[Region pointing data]
________________________________________

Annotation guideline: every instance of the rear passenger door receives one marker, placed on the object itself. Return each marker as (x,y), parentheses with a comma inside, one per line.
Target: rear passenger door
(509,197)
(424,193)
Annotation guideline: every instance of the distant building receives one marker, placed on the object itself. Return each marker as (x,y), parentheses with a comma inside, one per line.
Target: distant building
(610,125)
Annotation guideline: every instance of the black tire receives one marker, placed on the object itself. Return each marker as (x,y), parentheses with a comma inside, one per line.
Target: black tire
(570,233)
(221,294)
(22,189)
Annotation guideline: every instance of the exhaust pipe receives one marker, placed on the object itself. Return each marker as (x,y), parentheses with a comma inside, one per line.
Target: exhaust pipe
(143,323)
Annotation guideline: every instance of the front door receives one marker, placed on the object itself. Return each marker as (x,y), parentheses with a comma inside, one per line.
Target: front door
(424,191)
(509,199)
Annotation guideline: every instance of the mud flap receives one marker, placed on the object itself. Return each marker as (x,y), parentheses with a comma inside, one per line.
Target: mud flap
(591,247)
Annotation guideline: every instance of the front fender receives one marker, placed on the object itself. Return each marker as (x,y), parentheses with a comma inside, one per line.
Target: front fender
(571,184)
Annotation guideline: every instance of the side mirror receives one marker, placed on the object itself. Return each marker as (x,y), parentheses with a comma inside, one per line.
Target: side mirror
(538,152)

________________________________________

### Task item
Provide the count of lines above that contain "each", without any other words.

### Exercise output
8